* **Information**
--- --- ---

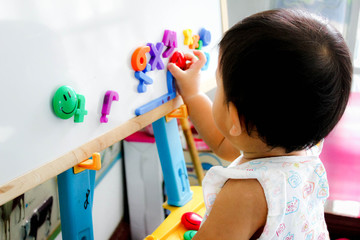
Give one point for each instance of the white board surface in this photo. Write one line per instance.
(87, 45)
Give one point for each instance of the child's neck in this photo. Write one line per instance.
(276, 152)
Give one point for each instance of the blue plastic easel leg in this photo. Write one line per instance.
(172, 162)
(76, 194)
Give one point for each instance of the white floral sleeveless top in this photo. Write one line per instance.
(295, 188)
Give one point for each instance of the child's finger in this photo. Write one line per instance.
(175, 70)
(201, 56)
(190, 57)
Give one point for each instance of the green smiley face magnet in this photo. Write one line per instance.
(65, 102)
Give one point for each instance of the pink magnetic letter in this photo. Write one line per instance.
(110, 96)
(169, 40)
(155, 52)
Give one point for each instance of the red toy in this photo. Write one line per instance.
(191, 220)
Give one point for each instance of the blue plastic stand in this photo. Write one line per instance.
(76, 194)
(172, 162)
(161, 100)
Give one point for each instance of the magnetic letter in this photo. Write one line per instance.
(188, 37)
(155, 52)
(179, 59)
(195, 44)
(169, 40)
(138, 59)
(110, 96)
(143, 79)
(205, 36)
(80, 111)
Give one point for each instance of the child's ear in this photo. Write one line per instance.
(235, 129)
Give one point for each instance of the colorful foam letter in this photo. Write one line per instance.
(80, 111)
(200, 45)
(110, 96)
(195, 44)
(188, 37)
(205, 36)
(155, 52)
(138, 59)
(143, 78)
(179, 59)
(169, 40)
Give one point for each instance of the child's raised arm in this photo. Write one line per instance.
(200, 106)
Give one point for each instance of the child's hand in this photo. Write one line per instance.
(188, 81)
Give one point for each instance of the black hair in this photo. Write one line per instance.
(289, 73)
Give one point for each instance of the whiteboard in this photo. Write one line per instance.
(87, 45)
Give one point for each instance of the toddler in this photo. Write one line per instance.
(283, 82)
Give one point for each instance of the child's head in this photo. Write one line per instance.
(289, 75)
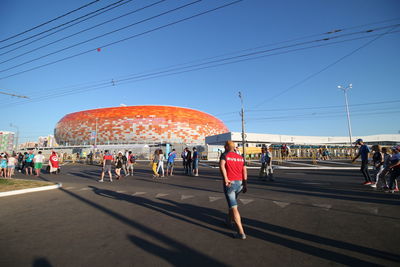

--- --- ---

* **Required action**
Your copy must repeat the data word for word and show none of its images.

* **Exercise answer**
Give one point for each instance of the white board surface in this photo. Write one line per instance.
(87, 45)
Give one point for each instance of the child's neck in this photo. Write one line per instance.
(276, 152)
Give one point for each instance of the blue plastic easel leg in this photo. Write one line per instance.
(172, 162)
(76, 194)
Give one point for each instance of the white floral sleeveless top in this photo. Write one line per instance.
(295, 188)
Give one point for each instance of the child's finger in this photo. Write one line per instance.
(175, 70)
(201, 56)
(190, 57)
Give one point for each instance of the green smiley face magnet in this photo. Write one line per instance.
(65, 102)
Give one point for each instance of the pink magnetic letter in this photo. Write one line per instance.
(110, 96)
(169, 40)
(155, 52)
Give one point for each instance of the red toy in this photo. Write one line per instance.
(191, 220)
Give one point for each instance of the blue plastic stand in this photo. Write one line per instance.
(76, 194)
(172, 162)
(161, 100)
Give one point for each instance of the magnetic letter in this photo. Write one line per instance.
(188, 37)
(155, 52)
(179, 59)
(195, 44)
(169, 40)
(138, 59)
(110, 96)
(143, 79)
(205, 36)
(80, 111)
Give one point for each instance of the child's ear in this photo. Write one line per instance.
(235, 129)
Give one point for each instance of the colorful foam letter in this photo. Write one line per instance.
(80, 111)
(200, 45)
(110, 96)
(195, 44)
(188, 37)
(205, 36)
(155, 52)
(138, 59)
(143, 78)
(179, 59)
(169, 40)
Give one point for each instance of the child's raised arm in this photo. Write one line per instance.
(200, 106)
Give one point for each instance of the child's hand in this photo. Write one line per instance.
(188, 81)
Give one point for each instance of the black hair in this photo. Write one line per instance.
(289, 73)
Give one point for each instance of the whiteboard in this photo. Write one line per instance.
(87, 45)
Give one point for each instance of the toddler in this photo. Write one line per instance.
(283, 82)
Give one point for each instance of the child's head in this photo. Write one line per instance.
(289, 75)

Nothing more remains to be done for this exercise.